Turn the records below into a Markdown table with two columns, Number and Record line, giving each line its own numbered row and skipping any blank lines.

[Begin GIVEN INFORMATION]

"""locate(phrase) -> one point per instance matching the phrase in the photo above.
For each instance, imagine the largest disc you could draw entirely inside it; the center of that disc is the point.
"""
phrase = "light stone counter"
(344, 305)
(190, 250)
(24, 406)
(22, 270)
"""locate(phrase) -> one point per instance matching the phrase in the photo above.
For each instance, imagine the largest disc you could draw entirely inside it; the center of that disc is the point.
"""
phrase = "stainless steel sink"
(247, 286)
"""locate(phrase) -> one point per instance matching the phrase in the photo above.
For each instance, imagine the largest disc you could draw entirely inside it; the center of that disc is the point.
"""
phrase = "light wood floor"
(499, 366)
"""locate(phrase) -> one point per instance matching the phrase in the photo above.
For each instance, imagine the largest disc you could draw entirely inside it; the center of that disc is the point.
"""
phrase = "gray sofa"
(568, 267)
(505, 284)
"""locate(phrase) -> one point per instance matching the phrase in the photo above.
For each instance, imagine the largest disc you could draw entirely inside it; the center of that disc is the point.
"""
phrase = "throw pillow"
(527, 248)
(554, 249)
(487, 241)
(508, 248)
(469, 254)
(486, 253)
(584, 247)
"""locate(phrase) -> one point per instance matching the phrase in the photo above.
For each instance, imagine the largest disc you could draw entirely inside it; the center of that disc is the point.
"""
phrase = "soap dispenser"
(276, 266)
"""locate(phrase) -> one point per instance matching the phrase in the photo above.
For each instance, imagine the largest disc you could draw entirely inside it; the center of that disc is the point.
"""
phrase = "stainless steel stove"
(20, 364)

[End GIVEN INFORMATION]

ANSWER TO THIS EXERCISE →
| Number | Record line |
|---|---|
| 1 | """locate(phrase) -> one point per instance matching the phrase in the photo above. |
| 2 | For each instance, imagine the largest disc you could draw entirely inside it; the center of that disc is the point. |
| 3 | """ |
| 4 | phrase = "light stone counter" |
| 5 | (344, 305) |
| 6 | (190, 250) |
| 7 | (24, 406) |
| 8 | (22, 270) |
| 9 | """locate(phrase) -> one point per instance matching the phrase in the photo above. |
| 10 | For each instance, imagine the largest disc you could draw entirely inside it; the center of that disc is the point. |
| 11 | """ |
| 12 | phrase = "stainless steel sink" |
| 13 | (247, 286) |
| 14 | """locate(phrase) -> one point per instance matching the phrase in the photo above. |
| 15 | For each instance, imagine the largest disc you could draw entirely inside it; the center of that disc is the point. |
| 16 | """ |
| 17 | phrase = "light wood floor" |
| 18 | (499, 366) |
| 19 | """locate(phrase) -> one point per instance matching the phrase in the photo above. |
| 20 | For each instance, imagine the largest disc you could draw entirely inside it; the center of that disc is the point. |
| 21 | """ |
| 22 | phrase = "gray sofa" |
| 23 | (568, 267) |
| 24 | (505, 284) |
| 25 | """locate(phrase) -> one point per instance matching the phrase in the photo above. |
| 26 | For each instance, imagine the largest disc you could draw entirely inside it; the center of that disc is the point. |
| 27 | """ |
| 28 | phrase = "throw pillow" |
| 29 | (527, 248) |
| 30 | (554, 249) |
| 31 | (487, 241) |
| 32 | (508, 248) |
| 33 | (469, 254) |
| 34 | (486, 253) |
| 35 | (584, 247) |
| 36 | """locate(phrase) -> one point per instance matching the phrase in the photo above. |
| 37 | For each instance, imagine the largest disc you could draw entirely inside it; the center of that disc is the point. |
| 38 | """ |
| 39 | phrase = "soap dispenser" |
| 40 | (276, 266) |
| 41 | """locate(phrase) -> one point per instance matching the phrase in the photo above. |
| 42 | For each instance, imagine the largest disc you could draw entirely inside it; the center of that disc is the point. |
| 43 | """ |
| 44 | phrase = "stainless steel stove" |
| 45 | (20, 364) |